**Brief**
Extract every line from the entries below that contains the string "clock", matching case exactly.

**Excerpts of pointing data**
────────
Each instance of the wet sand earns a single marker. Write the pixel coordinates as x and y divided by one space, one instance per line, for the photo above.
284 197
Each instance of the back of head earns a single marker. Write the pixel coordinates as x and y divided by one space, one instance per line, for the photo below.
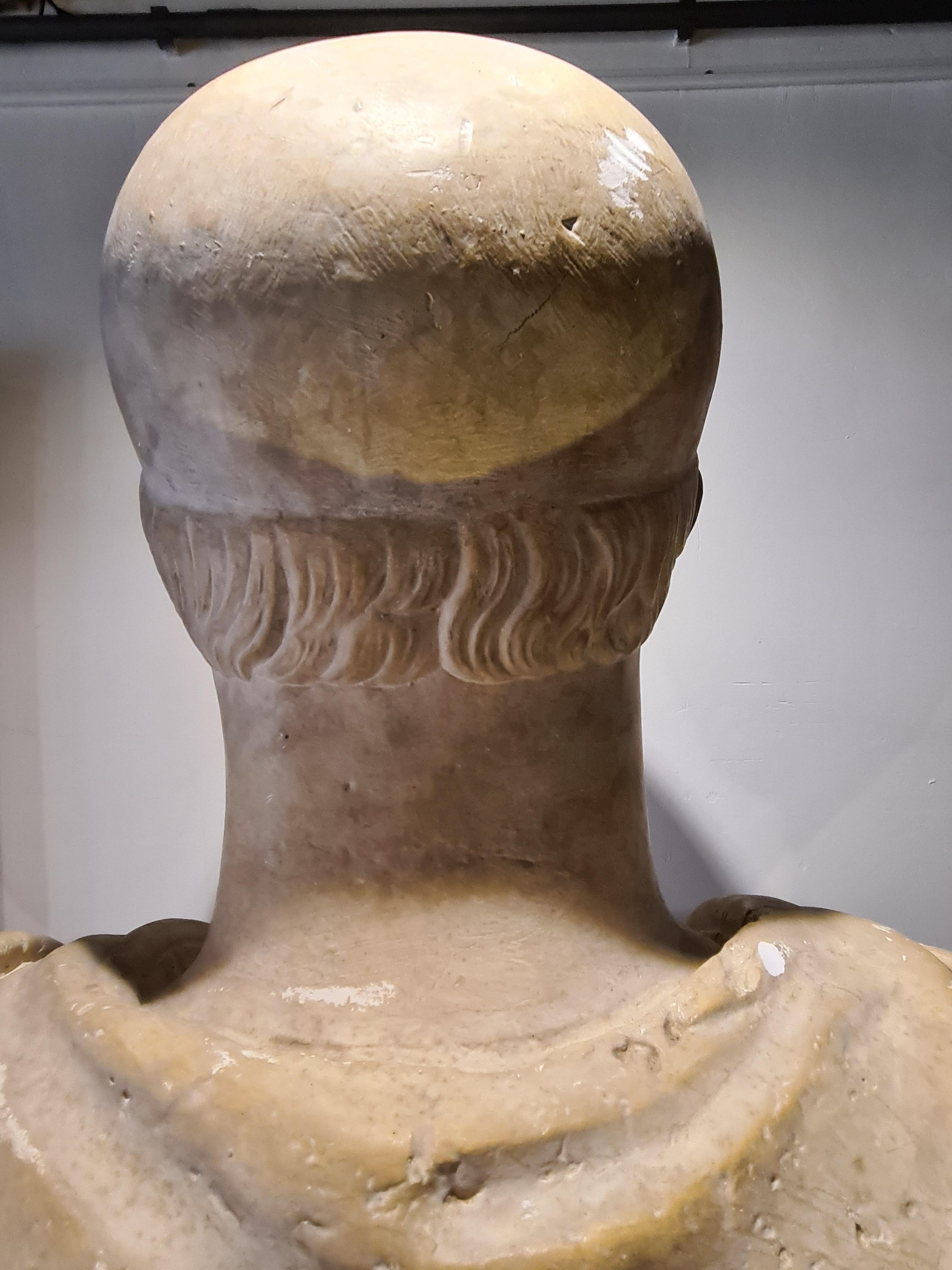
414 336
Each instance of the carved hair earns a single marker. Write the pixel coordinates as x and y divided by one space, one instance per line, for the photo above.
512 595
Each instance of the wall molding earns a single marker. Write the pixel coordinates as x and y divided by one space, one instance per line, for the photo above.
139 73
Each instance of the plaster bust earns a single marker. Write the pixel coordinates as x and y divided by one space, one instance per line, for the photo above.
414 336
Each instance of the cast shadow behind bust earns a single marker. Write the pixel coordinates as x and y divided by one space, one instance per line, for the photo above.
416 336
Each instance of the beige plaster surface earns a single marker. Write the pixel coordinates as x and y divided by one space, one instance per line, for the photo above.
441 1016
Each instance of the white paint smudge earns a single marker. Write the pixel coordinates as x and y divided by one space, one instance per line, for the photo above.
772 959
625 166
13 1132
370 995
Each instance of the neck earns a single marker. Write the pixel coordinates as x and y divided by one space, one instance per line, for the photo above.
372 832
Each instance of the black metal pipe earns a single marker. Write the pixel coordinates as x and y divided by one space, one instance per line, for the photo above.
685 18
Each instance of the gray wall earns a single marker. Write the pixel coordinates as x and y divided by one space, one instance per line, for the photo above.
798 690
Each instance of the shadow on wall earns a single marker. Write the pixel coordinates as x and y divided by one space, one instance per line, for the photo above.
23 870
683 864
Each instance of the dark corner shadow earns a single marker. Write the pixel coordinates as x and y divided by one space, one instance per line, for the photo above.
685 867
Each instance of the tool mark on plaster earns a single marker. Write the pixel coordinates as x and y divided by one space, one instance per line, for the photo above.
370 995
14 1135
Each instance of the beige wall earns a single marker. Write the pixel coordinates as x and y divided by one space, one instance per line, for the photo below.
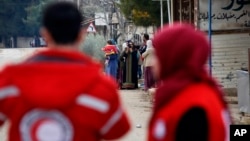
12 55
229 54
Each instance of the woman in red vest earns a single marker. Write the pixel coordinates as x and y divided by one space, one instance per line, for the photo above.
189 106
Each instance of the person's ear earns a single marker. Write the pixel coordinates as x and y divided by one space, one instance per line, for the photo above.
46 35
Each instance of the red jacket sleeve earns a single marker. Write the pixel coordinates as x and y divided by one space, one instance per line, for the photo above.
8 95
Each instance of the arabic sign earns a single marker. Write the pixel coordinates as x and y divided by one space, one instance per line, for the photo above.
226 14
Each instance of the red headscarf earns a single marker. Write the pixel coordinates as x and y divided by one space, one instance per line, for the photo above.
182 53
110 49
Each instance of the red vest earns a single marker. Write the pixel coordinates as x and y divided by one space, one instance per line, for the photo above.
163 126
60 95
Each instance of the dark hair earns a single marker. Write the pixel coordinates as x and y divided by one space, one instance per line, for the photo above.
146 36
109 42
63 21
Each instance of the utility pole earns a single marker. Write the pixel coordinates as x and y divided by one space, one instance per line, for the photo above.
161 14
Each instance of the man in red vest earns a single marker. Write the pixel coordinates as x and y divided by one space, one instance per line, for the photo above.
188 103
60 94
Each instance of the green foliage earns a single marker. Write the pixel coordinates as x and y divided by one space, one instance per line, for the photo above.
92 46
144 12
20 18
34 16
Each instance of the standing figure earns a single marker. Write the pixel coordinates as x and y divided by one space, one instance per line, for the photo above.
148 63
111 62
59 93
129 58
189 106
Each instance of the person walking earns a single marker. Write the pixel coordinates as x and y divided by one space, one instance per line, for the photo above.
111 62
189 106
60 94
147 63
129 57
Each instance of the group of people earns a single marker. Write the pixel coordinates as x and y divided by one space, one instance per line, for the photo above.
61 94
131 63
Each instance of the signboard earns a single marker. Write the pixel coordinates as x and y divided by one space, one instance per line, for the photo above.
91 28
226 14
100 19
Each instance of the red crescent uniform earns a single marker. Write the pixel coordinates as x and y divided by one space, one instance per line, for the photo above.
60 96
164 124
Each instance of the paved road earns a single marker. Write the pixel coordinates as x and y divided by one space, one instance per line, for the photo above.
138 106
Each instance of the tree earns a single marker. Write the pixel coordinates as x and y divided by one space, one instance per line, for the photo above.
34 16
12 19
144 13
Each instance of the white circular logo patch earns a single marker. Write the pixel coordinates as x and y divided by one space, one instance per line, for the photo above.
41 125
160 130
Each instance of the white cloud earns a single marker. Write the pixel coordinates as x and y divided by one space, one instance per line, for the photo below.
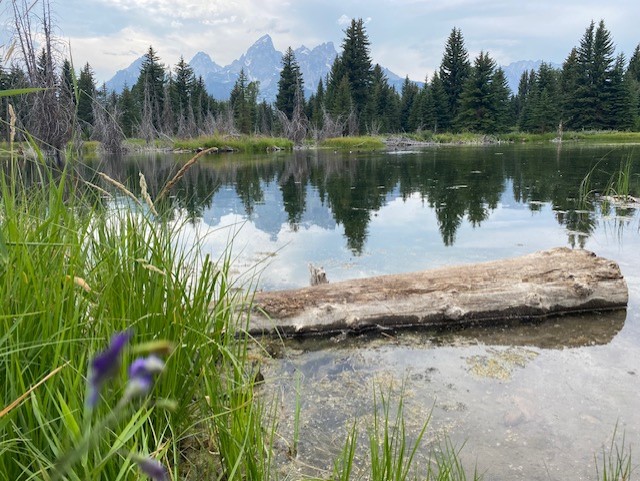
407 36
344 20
────────
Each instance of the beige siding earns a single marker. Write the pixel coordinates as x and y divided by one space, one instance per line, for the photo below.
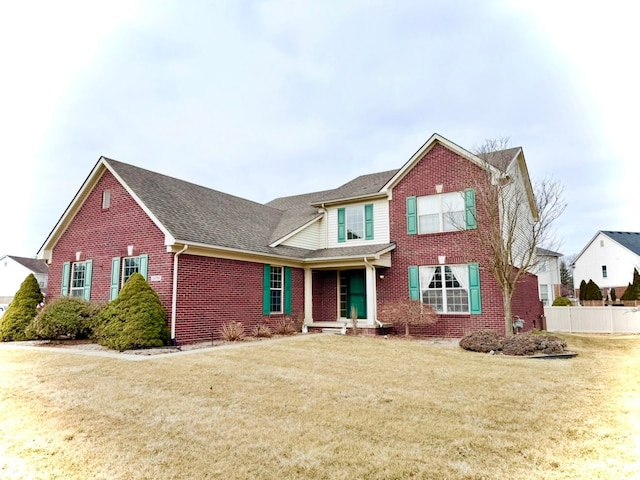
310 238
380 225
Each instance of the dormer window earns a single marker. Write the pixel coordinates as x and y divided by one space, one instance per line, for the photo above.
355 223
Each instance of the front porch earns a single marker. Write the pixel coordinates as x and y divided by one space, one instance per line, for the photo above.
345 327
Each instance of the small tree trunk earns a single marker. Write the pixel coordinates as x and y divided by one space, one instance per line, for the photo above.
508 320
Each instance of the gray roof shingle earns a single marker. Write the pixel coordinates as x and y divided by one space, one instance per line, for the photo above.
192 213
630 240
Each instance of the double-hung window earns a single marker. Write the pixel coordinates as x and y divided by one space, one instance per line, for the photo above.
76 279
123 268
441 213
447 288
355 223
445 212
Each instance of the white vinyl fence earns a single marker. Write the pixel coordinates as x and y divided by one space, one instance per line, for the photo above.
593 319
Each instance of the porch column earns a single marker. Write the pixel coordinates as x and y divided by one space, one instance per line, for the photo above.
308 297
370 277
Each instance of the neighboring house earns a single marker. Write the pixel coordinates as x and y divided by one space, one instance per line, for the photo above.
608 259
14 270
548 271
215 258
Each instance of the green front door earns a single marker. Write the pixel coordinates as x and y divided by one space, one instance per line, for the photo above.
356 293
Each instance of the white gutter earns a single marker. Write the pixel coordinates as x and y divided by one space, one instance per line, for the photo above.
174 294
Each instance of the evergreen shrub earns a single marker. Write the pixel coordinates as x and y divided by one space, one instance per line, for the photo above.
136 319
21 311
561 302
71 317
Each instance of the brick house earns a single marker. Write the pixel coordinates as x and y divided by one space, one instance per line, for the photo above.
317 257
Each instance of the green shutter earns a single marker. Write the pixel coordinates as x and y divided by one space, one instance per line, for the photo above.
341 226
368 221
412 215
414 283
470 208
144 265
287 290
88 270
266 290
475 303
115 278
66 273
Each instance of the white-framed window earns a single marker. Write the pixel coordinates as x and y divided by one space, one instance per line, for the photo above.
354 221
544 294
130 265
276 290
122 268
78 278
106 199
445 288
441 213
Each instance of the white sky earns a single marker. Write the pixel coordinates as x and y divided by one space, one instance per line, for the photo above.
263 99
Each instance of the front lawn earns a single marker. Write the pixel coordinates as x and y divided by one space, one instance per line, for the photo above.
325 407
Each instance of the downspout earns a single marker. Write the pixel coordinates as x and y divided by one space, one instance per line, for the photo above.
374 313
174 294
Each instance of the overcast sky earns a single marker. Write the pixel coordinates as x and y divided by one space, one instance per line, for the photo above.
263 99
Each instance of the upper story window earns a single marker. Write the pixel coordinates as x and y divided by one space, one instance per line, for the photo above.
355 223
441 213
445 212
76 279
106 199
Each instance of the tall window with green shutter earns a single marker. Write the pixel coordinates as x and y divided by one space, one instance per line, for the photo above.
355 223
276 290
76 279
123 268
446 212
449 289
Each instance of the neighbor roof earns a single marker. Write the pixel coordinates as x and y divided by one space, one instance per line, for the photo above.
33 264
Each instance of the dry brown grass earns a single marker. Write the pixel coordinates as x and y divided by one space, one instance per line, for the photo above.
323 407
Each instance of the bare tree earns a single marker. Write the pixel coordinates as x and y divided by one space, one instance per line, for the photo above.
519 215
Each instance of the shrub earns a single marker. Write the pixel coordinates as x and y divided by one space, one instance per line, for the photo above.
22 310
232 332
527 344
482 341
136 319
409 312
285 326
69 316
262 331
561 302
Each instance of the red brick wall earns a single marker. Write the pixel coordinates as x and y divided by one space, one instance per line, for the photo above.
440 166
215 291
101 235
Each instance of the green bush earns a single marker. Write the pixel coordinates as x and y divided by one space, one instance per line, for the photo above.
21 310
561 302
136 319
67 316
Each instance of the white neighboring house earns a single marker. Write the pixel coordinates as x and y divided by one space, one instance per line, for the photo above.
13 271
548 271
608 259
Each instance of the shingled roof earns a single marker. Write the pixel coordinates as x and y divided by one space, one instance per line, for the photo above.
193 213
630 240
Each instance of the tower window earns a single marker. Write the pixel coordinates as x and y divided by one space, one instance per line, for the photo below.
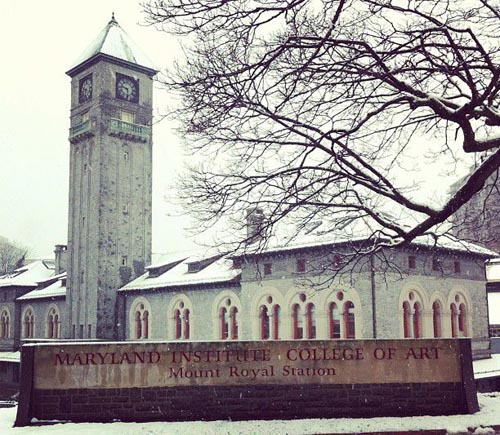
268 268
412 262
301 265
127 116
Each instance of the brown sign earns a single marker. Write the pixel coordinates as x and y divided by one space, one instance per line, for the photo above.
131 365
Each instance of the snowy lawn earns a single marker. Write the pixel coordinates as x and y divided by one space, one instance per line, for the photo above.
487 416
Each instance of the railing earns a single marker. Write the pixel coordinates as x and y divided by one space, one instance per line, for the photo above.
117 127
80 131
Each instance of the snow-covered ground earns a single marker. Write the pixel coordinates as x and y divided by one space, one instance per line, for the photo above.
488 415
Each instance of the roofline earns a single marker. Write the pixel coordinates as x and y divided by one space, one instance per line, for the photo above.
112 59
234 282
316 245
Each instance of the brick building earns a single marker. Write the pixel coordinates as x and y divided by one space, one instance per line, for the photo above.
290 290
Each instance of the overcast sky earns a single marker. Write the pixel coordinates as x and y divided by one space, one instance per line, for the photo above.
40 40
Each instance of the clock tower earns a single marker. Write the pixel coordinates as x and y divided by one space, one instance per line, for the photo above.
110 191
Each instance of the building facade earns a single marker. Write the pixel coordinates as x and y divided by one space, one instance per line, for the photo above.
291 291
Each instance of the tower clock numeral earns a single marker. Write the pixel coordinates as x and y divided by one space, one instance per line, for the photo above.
────────
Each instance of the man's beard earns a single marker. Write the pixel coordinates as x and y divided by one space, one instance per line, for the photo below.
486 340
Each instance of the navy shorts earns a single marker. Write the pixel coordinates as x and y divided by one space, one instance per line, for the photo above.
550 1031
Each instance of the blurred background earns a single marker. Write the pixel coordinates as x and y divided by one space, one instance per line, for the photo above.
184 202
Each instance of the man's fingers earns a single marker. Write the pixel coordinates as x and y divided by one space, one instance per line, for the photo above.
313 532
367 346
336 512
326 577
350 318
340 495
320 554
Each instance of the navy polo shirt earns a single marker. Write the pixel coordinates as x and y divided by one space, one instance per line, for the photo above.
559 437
────────
**Reply to the task**
Each instance of the clock tower earns a single marker. Write the pixel coordinates as x and y divided by one space, one instance per line, for the photo above.
Each instance of the tower clock numeral earns a single marker. Write the pixel coordinates as x and y divided by one space, one instance per line, for the photo above.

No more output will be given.